* TASK STATEMENT *
Turn the data, from the start through the line containing "[[114, 140], [69, 206], [56, 250]]", into a two-column CSV with the headers instruction and points. Give one row per request, with its text in one quoted field and its answer in another, and replace any line breaks with spaces.

[Excerpts from location labeling data]
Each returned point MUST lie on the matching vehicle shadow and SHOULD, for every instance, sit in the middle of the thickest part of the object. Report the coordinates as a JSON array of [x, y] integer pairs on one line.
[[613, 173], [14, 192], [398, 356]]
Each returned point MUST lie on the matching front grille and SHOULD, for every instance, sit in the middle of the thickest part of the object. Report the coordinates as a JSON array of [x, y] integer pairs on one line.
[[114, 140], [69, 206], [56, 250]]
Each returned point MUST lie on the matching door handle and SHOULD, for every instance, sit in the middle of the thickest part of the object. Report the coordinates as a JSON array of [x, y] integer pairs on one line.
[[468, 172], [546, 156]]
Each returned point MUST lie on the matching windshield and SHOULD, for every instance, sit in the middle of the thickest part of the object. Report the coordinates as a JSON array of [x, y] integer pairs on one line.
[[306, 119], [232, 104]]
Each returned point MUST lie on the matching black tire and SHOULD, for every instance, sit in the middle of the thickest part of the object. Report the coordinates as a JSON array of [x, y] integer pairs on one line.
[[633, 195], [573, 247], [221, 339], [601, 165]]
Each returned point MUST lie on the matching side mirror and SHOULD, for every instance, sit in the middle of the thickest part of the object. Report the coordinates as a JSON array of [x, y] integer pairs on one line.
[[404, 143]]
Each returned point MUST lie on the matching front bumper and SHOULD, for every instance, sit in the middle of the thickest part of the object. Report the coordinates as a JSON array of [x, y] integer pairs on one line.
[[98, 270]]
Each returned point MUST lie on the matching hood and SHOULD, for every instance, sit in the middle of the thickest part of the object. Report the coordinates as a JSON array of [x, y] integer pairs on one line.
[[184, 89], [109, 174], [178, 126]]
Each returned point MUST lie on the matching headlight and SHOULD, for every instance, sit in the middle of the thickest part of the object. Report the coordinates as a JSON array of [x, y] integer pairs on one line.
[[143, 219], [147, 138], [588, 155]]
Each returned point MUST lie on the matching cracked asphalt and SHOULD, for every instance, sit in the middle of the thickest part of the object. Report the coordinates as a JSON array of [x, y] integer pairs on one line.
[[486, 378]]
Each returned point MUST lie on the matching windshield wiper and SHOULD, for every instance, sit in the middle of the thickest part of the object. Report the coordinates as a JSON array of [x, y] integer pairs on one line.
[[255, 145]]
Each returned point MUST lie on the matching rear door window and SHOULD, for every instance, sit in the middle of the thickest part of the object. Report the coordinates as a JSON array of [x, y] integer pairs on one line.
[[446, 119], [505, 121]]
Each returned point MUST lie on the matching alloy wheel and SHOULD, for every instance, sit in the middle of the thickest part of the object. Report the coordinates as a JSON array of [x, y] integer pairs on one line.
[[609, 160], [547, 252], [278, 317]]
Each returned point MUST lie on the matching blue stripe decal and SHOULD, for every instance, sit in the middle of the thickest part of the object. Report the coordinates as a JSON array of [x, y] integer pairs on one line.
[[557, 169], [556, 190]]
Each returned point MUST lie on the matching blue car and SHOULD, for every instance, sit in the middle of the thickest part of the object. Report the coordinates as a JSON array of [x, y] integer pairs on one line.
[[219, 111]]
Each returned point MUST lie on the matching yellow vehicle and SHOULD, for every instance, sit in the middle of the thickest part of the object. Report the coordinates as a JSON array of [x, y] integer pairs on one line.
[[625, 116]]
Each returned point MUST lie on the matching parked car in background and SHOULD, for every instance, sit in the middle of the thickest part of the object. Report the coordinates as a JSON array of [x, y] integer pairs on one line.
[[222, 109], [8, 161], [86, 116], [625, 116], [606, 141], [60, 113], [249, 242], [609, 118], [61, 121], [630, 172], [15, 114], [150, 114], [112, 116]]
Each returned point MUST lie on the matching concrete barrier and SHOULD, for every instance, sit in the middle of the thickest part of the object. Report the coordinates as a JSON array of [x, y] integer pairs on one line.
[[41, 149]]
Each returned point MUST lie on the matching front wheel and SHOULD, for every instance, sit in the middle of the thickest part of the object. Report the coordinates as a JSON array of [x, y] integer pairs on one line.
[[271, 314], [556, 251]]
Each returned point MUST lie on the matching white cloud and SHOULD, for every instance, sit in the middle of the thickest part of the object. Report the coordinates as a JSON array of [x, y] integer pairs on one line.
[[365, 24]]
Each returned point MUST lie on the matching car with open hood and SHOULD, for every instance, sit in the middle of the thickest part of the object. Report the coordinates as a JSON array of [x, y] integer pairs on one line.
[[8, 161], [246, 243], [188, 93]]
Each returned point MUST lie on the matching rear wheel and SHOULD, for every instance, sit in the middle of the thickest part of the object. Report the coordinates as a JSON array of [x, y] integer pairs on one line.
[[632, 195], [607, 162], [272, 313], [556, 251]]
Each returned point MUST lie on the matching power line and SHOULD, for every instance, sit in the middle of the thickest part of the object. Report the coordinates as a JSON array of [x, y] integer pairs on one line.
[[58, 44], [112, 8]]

* OUTPUT BELOW *
instruction,points
"Each returned point MUST lie on the matching vehicle shadow and SHOULD, for every instance, sit in the middle of the thickest part of the object. Report the coordinates as a JSON array of [x, y] integer pairs on one line.","[[613, 173], [14, 192], [398, 356]]"
"Each returned point MUST lie on the matching front grille and SHOULD, for every instance, sit in the middle of the thickest part of the object. Report the coordinates as a JSON array of [x, y] integer pairs on one line.","[[114, 140], [69, 206], [56, 250]]"